Task objective: Even where a line looks wrong, copy it exactly and include every entry.

Records provided:
◇ ◇ ◇ ◇
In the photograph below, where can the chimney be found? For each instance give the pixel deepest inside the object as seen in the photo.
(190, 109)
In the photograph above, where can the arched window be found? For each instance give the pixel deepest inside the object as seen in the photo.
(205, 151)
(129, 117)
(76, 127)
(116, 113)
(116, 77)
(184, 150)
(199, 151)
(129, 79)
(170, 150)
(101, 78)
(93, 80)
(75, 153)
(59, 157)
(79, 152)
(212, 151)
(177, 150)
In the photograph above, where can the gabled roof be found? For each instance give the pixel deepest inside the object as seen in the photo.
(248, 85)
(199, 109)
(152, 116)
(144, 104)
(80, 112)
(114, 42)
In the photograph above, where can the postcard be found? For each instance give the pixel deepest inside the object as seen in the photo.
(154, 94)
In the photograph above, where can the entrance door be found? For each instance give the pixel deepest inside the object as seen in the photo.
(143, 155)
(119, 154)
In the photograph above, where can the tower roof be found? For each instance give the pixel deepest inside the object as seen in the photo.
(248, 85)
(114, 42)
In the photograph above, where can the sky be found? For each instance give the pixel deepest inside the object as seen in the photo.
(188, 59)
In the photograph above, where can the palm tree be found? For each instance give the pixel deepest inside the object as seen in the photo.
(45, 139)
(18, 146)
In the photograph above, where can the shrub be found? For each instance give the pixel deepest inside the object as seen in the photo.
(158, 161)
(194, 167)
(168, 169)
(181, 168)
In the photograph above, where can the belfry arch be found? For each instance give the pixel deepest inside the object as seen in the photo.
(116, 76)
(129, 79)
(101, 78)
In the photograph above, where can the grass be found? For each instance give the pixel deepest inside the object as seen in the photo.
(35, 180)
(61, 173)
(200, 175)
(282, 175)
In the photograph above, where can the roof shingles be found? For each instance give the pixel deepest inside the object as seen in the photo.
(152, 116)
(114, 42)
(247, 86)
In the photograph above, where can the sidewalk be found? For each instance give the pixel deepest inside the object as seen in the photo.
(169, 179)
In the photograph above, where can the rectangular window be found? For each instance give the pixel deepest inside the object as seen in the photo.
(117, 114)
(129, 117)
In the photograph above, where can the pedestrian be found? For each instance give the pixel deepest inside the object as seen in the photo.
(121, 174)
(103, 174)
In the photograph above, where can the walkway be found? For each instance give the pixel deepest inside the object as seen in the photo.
◇ ◇ ◇ ◇
Answer area:
In the photograph below, where can the chimney be found? For each instance give the pixel deepest inside the object as seen in the photo.
(190, 109)
In the photograph above, where can the arched window be found? For each instance give the pixel deepest inside the object as seen in the photo.
(205, 151)
(129, 117)
(76, 127)
(116, 113)
(116, 77)
(184, 150)
(199, 151)
(129, 79)
(170, 150)
(101, 78)
(93, 80)
(75, 153)
(59, 157)
(79, 152)
(212, 151)
(177, 150)
In the photograph above, where can the gabled roof be found? For each instance give the pixel deepest inside the object as seen in the photo.
(248, 85)
(199, 109)
(152, 116)
(144, 104)
(80, 112)
(114, 42)
In the photograph above, where can the postcard be found? For each instance give the pixel deepest inside the object as seen in the photo.
(154, 94)
In the photograph above, where can the entrance door be found? For each instance give the pixel deepest inside the object as seen in the photo.
(143, 155)
(119, 154)
In the photograph above, where can the tower roof be found? For each instance give the pixel deepest inside the object as seen in the photo.
(248, 85)
(114, 42)
In the photograph above, where can the sky be found? For each instance give the pixel deepest inside the object as seen in the photo.
(188, 59)
In the photograph above, where can the palm tree be found? For each instance give the pixel deepest inside the object as seen in the photo.
(45, 139)
(18, 146)
In the photograph above, where can the shrub be found? For each instance give the pixel deepest inside the object as seen in the photo.
(158, 161)
(194, 167)
(168, 169)
(181, 168)
In the photograph above, where can the belfry arch be found? For each instance give the pixel deepest inside the object as seen in the photo.
(116, 76)
(129, 79)
(101, 78)
In the photograph above, where can the grass be found? For each instance give the pixel deepest inside the object as seen in the photo.
(35, 180)
(61, 173)
(200, 175)
(282, 175)
In the photograph above, where can the roof shingles be found? For each instance give the pixel deepest inside the object as seen in the photo.
(152, 116)
(114, 42)
(247, 86)
In the photograph above, where can the sidewalk be found? For each instance give the pixel deepest inside the object as seen in the photo.
(169, 179)
In the photograph above, where can the rectangular window be found? For each instance give the pixel deepest inside the object as seen in the photo.
(117, 114)
(129, 117)
In the photograph above, where can the pedestrian be found? For each instance give the pixel deepest inside the object as seen in the photo.
(121, 174)
(103, 174)
In the photograph above, where can the walkway be found? For each instance give the pixel deepest inside the object as seen in the photo.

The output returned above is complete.